◆ EXERCISE
Every line holding the string "stone" should be copied from the listing.

◆ EXTRACTED MATERIAL
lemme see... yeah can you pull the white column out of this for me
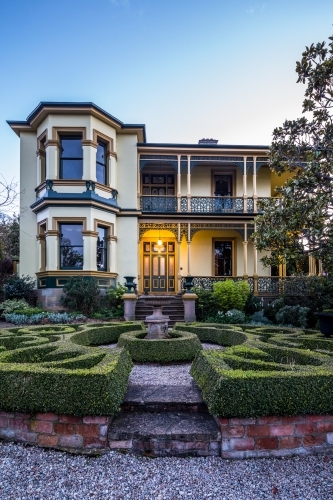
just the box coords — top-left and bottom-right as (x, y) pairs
(177, 155), (181, 211)
(243, 156), (248, 213)
(36, 154), (42, 186)
(243, 223), (248, 277)
(253, 156), (257, 212)
(187, 155), (191, 212)
(137, 154), (141, 210)
(45, 141), (59, 179)
(110, 155), (117, 189)
(45, 231), (59, 270)
(82, 145), (97, 181)
(83, 232), (98, 271)
(177, 223), (182, 291)
(109, 236), (117, 273)
(187, 223), (191, 274)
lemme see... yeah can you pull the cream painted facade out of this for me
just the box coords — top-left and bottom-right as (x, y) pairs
(8, 102), (277, 307)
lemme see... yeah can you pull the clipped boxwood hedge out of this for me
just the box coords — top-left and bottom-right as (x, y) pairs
(174, 323), (246, 346)
(0, 323), (135, 415)
(190, 324), (333, 417)
(117, 330), (202, 362)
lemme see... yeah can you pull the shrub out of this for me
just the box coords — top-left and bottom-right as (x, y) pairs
(3, 275), (36, 301)
(276, 305), (310, 329)
(107, 283), (126, 318)
(190, 324), (333, 418)
(174, 323), (246, 346)
(117, 330), (202, 362)
(250, 310), (272, 325)
(212, 280), (250, 312)
(244, 293), (262, 314)
(60, 276), (100, 315)
(0, 324), (133, 415)
(193, 287), (219, 321)
(0, 298), (30, 315)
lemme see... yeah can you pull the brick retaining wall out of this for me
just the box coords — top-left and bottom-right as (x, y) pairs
(217, 415), (333, 459)
(1, 410), (333, 458)
(0, 411), (112, 454)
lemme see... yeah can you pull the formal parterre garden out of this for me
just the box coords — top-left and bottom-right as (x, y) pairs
(1, 320), (333, 420)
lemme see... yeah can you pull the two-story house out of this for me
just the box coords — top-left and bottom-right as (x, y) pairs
(7, 102), (288, 309)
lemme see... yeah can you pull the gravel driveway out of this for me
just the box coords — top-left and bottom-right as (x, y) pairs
(0, 442), (333, 499)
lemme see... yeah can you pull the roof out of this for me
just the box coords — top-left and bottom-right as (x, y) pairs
(7, 102), (147, 142)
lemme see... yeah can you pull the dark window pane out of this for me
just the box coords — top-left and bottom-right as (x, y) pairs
(60, 224), (83, 246)
(60, 247), (83, 269)
(61, 159), (83, 179)
(97, 142), (106, 163)
(96, 163), (106, 184)
(97, 226), (107, 271)
(60, 137), (83, 158)
(215, 241), (232, 276)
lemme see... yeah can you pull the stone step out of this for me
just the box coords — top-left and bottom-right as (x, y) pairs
(108, 411), (221, 457)
(121, 384), (207, 413)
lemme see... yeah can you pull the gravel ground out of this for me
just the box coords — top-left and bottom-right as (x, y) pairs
(0, 442), (332, 499)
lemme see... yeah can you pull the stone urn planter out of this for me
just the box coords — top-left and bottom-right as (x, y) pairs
(315, 311), (333, 338)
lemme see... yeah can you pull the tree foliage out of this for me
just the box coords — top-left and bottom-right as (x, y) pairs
(253, 35), (333, 274)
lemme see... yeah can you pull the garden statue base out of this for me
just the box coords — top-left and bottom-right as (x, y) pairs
(144, 297), (171, 339)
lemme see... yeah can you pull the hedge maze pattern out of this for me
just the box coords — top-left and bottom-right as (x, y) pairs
(0, 323), (144, 416)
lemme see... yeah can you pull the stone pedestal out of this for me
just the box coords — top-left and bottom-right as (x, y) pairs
(143, 297), (171, 339)
(123, 293), (137, 321)
(183, 293), (198, 323)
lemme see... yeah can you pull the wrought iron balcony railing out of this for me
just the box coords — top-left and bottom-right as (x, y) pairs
(140, 196), (257, 213)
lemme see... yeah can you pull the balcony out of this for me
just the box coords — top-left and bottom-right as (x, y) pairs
(140, 196), (270, 214)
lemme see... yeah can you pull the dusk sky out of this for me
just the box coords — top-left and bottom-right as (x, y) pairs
(1, 0), (333, 212)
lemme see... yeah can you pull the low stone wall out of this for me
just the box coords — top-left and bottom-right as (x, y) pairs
(0, 411), (112, 454)
(217, 415), (333, 459)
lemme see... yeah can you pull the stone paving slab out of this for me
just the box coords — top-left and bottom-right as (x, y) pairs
(123, 384), (204, 405)
(109, 411), (221, 441)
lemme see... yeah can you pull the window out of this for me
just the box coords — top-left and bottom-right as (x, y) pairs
(59, 224), (83, 269)
(97, 226), (107, 271)
(214, 241), (232, 276)
(96, 141), (107, 184)
(59, 135), (83, 179)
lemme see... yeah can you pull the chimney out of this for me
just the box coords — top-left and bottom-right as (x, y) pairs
(198, 138), (219, 145)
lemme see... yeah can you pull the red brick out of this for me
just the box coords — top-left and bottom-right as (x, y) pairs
(10, 418), (29, 431)
(247, 425), (270, 437)
(256, 437), (279, 450)
(59, 435), (83, 448)
(280, 436), (302, 449)
(230, 418), (255, 425)
(217, 418), (229, 426)
(0, 416), (8, 428)
(230, 438), (255, 451)
(53, 423), (76, 435)
(59, 415), (82, 424)
(16, 431), (37, 443)
(305, 415), (325, 423)
(32, 420), (53, 434)
(38, 434), (59, 447)
(295, 423), (317, 435)
(317, 422), (333, 433)
(221, 426), (245, 438)
(78, 424), (99, 437)
(0, 411), (12, 417)
(83, 437), (106, 448)
(13, 412), (31, 419)
(303, 435), (326, 447)
(324, 415), (333, 422)
(36, 412), (58, 421)
(83, 416), (109, 425)
(281, 416), (304, 424)
(270, 425), (294, 437)
(257, 416), (280, 424)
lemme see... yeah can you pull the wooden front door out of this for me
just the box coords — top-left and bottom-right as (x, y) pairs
(143, 241), (176, 292)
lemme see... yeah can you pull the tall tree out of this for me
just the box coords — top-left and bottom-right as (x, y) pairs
(253, 35), (333, 274)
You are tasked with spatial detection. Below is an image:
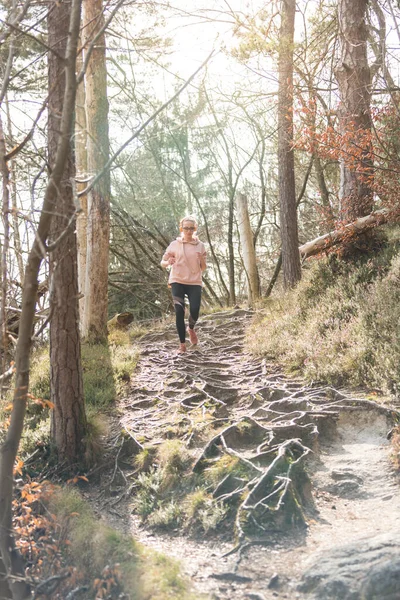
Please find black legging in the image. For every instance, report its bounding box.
[170,283,202,343]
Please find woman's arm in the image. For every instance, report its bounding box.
[197,248,207,272]
[161,245,175,268]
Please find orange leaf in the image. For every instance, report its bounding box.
[14,458,24,476]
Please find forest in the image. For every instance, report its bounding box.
[1,0,400,598]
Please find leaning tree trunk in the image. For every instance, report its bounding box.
[0,0,82,594]
[335,0,373,222]
[81,0,111,342]
[278,0,301,288]
[48,0,87,463]
[236,192,260,305]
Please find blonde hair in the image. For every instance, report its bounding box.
[179,215,198,229]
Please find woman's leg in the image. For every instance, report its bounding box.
[186,285,202,337]
[170,283,186,344]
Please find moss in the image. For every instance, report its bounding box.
[203,455,248,485]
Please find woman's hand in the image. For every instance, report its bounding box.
[168,256,176,265]
[196,252,206,271]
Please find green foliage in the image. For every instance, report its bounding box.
[203,455,247,485]
[134,467,164,519]
[184,489,228,533]
[147,500,183,529]
[247,234,400,393]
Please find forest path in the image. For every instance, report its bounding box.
[114,309,400,600]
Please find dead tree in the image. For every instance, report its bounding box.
[236,192,260,305]
[81,0,111,342]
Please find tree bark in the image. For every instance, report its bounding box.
[228,190,236,305]
[278,0,301,288]
[335,0,373,222]
[75,40,88,324]
[81,0,110,342]
[0,114,10,360]
[48,0,87,464]
[314,156,335,228]
[0,0,82,594]
[236,192,260,305]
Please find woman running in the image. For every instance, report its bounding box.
[161,216,207,353]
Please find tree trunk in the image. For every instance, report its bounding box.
[228,191,236,305]
[335,0,373,222]
[236,192,260,305]
[75,40,88,324]
[278,0,301,288]
[6,96,24,284]
[0,114,10,360]
[299,209,388,258]
[48,0,87,462]
[82,0,110,342]
[314,156,335,228]
[0,107,12,600]
[0,0,82,593]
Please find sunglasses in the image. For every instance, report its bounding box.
[182,226,195,231]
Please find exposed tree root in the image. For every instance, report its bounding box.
[119,308,400,546]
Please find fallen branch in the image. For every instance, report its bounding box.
[299,208,389,258]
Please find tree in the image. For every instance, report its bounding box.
[48,0,87,462]
[335,0,373,222]
[81,0,111,342]
[75,39,88,323]
[0,0,82,592]
[236,192,260,304]
[278,0,301,288]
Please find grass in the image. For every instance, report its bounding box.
[27,333,139,411]
[247,227,400,394]
[2,331,139,463]
[44,486,204,599]
[132,440,230,535]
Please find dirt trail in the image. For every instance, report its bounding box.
[116,309,400,600]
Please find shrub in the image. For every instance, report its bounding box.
[247,236,400,394]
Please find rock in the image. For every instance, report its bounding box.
[361,557,400,599]
[268,573,280,589]
[299,532,400,599]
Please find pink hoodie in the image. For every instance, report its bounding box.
[162,237,207,286]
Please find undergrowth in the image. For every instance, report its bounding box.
[132,439,233,535]
[0,330,140,464]
[14,481,201,599]
[247,227,400,394]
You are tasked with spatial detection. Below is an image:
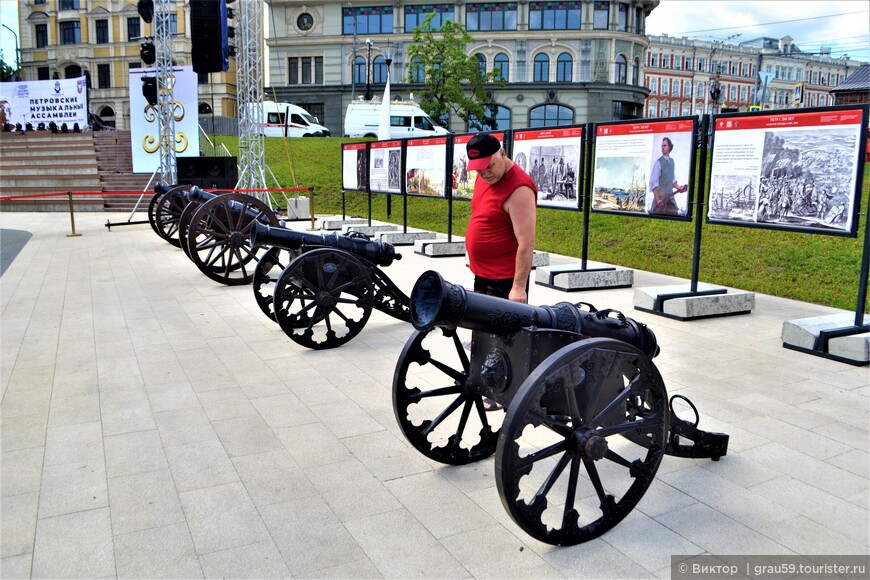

◆ RESPONSE AREA
lemme see... yeah can you pull the stone step out of this for me
lemme see... yeah can you pull the stone urn planter out of this for me
lemme see... yeah can you pull the stone pedestal out of this for me
lemme see... yeah can you pull the low stone wall out of this for me
lemme see... yeah can you pull the stone paving slab out of this for me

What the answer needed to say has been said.